═════ Given records

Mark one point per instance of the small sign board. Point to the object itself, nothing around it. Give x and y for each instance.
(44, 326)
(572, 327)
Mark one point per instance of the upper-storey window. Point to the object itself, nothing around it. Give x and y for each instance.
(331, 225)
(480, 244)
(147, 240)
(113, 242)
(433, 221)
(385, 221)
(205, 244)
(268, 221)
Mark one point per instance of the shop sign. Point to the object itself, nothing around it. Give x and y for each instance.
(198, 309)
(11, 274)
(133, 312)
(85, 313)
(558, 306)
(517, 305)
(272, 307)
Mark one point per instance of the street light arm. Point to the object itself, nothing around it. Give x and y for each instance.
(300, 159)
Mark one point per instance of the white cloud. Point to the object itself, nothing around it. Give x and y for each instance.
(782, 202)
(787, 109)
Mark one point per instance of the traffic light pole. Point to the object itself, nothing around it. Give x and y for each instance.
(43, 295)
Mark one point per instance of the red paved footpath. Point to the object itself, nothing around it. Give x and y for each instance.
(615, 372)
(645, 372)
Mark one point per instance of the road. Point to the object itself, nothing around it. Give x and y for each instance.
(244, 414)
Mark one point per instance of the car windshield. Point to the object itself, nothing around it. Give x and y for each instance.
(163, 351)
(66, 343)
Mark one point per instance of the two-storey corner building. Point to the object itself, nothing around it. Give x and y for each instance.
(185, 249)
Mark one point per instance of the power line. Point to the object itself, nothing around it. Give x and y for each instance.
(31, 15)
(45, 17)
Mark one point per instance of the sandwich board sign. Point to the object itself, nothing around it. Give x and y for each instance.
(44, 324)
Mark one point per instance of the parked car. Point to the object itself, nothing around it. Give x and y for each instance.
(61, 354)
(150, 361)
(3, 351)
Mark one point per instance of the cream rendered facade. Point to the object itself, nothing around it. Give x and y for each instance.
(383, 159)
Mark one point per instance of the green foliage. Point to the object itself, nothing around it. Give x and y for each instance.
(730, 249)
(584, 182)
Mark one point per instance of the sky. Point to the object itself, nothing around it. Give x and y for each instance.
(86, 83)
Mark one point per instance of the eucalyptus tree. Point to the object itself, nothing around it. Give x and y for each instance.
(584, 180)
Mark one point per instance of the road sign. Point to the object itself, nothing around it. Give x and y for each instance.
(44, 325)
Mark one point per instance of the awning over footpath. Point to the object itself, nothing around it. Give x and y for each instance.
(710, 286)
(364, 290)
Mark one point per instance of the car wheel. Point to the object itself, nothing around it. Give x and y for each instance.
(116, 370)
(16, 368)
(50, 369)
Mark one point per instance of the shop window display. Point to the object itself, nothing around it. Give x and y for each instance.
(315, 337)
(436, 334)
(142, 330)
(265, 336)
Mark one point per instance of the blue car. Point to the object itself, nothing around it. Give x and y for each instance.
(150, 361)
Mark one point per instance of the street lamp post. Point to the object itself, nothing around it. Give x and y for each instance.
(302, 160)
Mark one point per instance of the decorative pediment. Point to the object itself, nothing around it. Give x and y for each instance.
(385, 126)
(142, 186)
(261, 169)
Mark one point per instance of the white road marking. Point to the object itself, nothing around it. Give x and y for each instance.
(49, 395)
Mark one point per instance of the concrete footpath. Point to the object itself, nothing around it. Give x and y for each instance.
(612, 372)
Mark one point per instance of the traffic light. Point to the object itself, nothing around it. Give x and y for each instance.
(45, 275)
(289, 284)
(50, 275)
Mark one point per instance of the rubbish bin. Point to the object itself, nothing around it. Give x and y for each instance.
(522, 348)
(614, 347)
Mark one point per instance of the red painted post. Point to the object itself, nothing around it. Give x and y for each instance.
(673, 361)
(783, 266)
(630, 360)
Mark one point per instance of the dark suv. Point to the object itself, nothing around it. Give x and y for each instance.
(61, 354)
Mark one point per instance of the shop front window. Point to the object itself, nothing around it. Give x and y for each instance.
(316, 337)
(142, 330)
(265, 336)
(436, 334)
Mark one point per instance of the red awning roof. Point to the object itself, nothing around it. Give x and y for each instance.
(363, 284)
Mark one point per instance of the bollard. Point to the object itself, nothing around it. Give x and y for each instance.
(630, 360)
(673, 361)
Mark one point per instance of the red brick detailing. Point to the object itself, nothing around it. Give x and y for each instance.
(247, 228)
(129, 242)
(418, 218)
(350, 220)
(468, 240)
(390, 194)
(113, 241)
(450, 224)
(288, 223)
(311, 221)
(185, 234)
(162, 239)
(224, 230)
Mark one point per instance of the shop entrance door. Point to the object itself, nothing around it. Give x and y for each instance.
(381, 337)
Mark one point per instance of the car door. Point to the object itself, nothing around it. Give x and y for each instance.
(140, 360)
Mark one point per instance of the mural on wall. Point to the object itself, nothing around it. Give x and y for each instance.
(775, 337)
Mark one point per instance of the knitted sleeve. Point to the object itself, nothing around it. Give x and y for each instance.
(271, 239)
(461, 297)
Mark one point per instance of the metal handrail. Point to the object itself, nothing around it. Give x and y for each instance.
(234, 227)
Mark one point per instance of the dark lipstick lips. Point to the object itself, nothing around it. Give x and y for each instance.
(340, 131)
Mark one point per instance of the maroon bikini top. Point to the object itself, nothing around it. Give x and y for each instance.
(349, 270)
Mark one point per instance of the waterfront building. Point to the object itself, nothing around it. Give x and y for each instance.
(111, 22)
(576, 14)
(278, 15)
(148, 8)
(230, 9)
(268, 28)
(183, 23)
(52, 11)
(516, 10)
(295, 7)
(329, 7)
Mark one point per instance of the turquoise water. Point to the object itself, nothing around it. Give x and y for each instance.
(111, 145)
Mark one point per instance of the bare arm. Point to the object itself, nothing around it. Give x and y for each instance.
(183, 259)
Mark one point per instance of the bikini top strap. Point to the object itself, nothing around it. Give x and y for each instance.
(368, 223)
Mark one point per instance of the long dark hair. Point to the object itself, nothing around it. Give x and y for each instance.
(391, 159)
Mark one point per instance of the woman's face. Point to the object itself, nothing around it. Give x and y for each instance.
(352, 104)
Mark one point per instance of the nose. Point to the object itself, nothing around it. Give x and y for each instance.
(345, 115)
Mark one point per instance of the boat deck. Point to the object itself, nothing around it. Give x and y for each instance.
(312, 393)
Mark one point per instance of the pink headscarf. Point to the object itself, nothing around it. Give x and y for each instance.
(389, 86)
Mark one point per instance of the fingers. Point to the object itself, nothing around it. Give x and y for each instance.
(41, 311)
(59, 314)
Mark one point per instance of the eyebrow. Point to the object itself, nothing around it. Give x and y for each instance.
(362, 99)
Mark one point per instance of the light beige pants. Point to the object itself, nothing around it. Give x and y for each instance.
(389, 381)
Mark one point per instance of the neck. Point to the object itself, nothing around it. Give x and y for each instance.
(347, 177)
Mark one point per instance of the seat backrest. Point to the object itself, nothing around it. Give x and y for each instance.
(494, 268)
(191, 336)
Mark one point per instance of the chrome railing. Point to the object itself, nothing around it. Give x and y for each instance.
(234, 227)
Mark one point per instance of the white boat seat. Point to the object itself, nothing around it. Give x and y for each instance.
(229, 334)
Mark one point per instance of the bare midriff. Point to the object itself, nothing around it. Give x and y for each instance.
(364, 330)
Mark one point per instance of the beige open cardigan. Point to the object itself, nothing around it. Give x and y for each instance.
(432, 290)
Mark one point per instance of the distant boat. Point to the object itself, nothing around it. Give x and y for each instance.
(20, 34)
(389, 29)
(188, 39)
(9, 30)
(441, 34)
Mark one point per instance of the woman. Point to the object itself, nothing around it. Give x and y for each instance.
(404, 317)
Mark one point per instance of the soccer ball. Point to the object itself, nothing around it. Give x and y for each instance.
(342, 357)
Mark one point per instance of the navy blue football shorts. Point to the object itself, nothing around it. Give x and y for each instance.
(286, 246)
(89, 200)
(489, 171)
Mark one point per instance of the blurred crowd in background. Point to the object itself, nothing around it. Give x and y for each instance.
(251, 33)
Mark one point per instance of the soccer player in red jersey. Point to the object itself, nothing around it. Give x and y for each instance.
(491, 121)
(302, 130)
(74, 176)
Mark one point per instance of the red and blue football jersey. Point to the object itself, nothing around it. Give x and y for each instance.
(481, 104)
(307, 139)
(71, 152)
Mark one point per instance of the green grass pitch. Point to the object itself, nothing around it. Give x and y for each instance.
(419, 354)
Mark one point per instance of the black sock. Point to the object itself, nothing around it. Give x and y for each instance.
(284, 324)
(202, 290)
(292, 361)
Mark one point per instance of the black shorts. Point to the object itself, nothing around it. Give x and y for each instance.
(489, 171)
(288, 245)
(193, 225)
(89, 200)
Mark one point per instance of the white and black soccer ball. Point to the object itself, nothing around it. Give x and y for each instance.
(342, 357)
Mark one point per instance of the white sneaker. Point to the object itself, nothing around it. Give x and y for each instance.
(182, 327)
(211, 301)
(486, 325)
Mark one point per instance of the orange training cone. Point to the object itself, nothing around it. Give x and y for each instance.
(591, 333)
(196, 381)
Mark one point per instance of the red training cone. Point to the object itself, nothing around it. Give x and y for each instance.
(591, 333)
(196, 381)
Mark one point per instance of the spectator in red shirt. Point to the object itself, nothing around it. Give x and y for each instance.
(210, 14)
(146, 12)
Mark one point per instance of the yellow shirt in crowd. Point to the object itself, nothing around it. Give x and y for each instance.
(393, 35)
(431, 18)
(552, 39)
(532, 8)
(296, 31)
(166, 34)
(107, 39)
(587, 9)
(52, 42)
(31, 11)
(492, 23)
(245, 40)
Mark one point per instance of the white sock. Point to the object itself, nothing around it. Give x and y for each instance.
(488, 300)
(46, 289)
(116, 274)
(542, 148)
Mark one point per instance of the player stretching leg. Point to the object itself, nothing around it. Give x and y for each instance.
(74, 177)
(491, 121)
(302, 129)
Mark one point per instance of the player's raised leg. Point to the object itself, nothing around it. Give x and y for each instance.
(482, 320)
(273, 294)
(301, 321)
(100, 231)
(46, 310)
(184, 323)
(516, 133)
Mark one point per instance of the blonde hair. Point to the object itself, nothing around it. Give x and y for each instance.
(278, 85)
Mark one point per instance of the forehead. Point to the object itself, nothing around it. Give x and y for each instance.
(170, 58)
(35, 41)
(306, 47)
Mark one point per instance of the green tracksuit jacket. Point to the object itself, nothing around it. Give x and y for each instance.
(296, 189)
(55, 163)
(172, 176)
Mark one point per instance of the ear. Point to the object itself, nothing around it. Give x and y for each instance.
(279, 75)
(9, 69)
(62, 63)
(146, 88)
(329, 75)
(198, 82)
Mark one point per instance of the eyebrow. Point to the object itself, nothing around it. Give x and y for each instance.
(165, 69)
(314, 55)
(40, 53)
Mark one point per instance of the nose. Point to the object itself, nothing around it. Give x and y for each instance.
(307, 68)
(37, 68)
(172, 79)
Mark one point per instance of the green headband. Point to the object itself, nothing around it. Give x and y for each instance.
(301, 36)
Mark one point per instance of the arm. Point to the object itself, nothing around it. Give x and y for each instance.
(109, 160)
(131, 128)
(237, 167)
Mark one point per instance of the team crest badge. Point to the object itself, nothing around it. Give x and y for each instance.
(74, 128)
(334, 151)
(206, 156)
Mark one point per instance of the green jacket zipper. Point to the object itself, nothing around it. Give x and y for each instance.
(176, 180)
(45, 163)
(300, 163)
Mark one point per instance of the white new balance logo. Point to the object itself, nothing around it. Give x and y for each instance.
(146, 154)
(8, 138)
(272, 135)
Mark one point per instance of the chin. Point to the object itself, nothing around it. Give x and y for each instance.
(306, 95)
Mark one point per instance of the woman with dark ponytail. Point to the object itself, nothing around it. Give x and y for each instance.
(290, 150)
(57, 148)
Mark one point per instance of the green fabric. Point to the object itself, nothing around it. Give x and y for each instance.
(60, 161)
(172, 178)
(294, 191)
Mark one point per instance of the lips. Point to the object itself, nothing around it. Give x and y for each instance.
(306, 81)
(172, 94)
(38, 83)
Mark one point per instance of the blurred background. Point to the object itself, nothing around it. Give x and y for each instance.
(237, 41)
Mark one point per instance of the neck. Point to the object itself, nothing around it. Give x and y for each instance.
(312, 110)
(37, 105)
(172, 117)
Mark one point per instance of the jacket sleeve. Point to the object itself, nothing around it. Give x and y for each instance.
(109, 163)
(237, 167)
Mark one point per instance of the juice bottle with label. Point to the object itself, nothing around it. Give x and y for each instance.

══════════

**Requirements**
Only those lines running from the one containing "Mark one point per instance of the white new" through the last line of the data above are to be copied, exactly, with both ends included.

**Answer to the problem**
Mark one point per instance of the white new balance logo. Point to the object itself, nothing around it. Give x and y for each instance.
(146, 154)
(8, 138)
(272, 135)
Mark one point per instance of the chin. Point to the object itself, nothing around it. Give x and y for each instance.
(306, 95)
Mark one point per instance of the woman with dark ponytail. Point to the object itself, nothing around it. Give x and y for each instance.
(290, 150)
(57, 148)
Mark one point per instance of the green fabric. Point to the object itself, nothing around it. Give x and y for each instance.
(60, 161)
(172, 178)
(294, 191)
Mark one point per instance of the lips. Point to the object itself, nothing around it. Give x and y for each instance.
(306, 81)
(172, 94)
(38, 83)
Mark one point per instance of the blurred background. Point to the object itself, nothing around it. Give x and y for each instance.
(237, 41)
Mark one point per instance of the neck. Point to the object itself, nothing around it. Give x and y for each instance.
(312, 110)
(37, 105)
(172, 117)
Mark one point per instance of the jacket sleeve. Point to the object itself, nothing around it. Give x and y for each instance.
(109, 163)
(237, 167)
Mark one point per instance of the juice bottle with label. Point to the object itself, nothing around it. Give x and y for each instance.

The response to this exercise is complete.